# Request 1:
In the mailing-list post about including cffi in the stdlib, in what month did cffi get its 0.1 release?
# Request 2:
Continue the mailing-list post about including cffi in the stdlib from its final line.

# Text excerpt:
* * * *
[pypy-dev] cffi in stdlib

Davide Del Vento ddvento at ucar.edu
Tue Feb 26 16:34:52 CET 2013


Well, not so fast :-)
I'm glad you posted it here since I don't follow python-dev (too many 
mailing lists) and I'm happy to hear about this proposal, even if there 
isn't much to discuss about it from the pypy side.

Cheers.
Davide Del Vento,

On 02/26/2013 08:13 AM, Maciej Fijalkowski wrote:
> Eh, I'm a moron, this was supposed to go to python-dev, not here. please ignore
>
> On Tue, Feb 26, 2013 at 5:11 PM, Maciej Fijalkowski <fijall at gmail.com> wrote:
>> Hello.
>>
>> I would like to discuss on the language summit a potential inclusion
>> of cffi[1] into stdlib. This is a project Armin Rigo has been working
>> for a while, with some input from other developers. It seems that the
>> main reason why people would prefer ctypes over cffi these days is
>> "because it's included in stdlib", which is not generally the reason I
>> would like to hear. Our calls to not use C extensions and to use an
>> FFI instead has seen very limited success with ctypes and quite a lot
>> more since cffi got released. The API is fairly stable right now with
>> minor changes going in and it'll definitely stablize until Python 3.4
>> release. Notable projects using it:
>>
>> * pypycore - gevent main loop ported to cffi
>> * pgsql2cffi
>> * sdl-cffi bindings
>> * tls-cffi bindings
>> * lxml-cffi port
>> * cairo-cffi
>> * pyzmq
>> * a bunch of others
>>
>> So relatively a lot given that the project is not even a year old (it
>> got 0.1 release in June). As per documentation, the advantages over
>> ctypes:
>>
>> * The goal is to call C code from Python. You should be able to do so
>> without learning a 3rd language: every alternative requires you to
>> learn their own language (Cython, SWIG) or API (ctypes). So we tried
>> to assume that you know Python and C and minimize the extra bits of
>> API that you need to learn.
* * * *
# Material provided:
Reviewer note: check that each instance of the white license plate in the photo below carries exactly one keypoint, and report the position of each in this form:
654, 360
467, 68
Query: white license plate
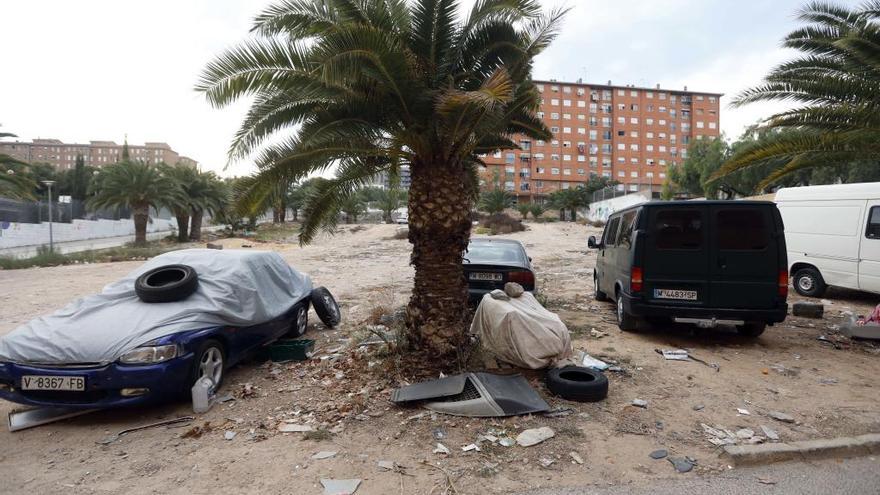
* * * *
# Response 1:
June

# Response 2:
>>
>> * Keep all the Python-related logic in Python so that you don’t need
>> to write much C code (unlike CPython native C extensions).
>>
>> * Work either at the level of the ABI (Application Binary Interface)
>> or the API (Application Programming Interface). Usually, C libraries
>> have a specified C API but often not an ABI (e.g. they may document a
>> “struct” as having at least these fields, but maybe more). (ctypes
>> works at the ABI level, whereas Cython and native C extensions work at
>> the API level.)
>>
>> * We try to be complete. For now some C99 constructs are not
>> supported, but all C89 should be, including macros (and including
>> macro “abuses”, which you can manually wrap in saner-looking C
>> functions).
>>
>> * We attempt to support both PyPy and CPython, with a reasonable path
>> for other Python implementations like IronPython and Jython.
>>
>> * Note that this project is not about embedding executable C code in
>> Python, unlike Weave. This is about calling existing C libraries from
>> Python.
>>
>> so among other things, making a cffi extension gives you the same
>> level of security as writing C (and unlike ctypes) and brings quite a
>> bit more flexibility (API vs ABI issue) that let's you wrap arbitrary
>> libraries, even those full of macros.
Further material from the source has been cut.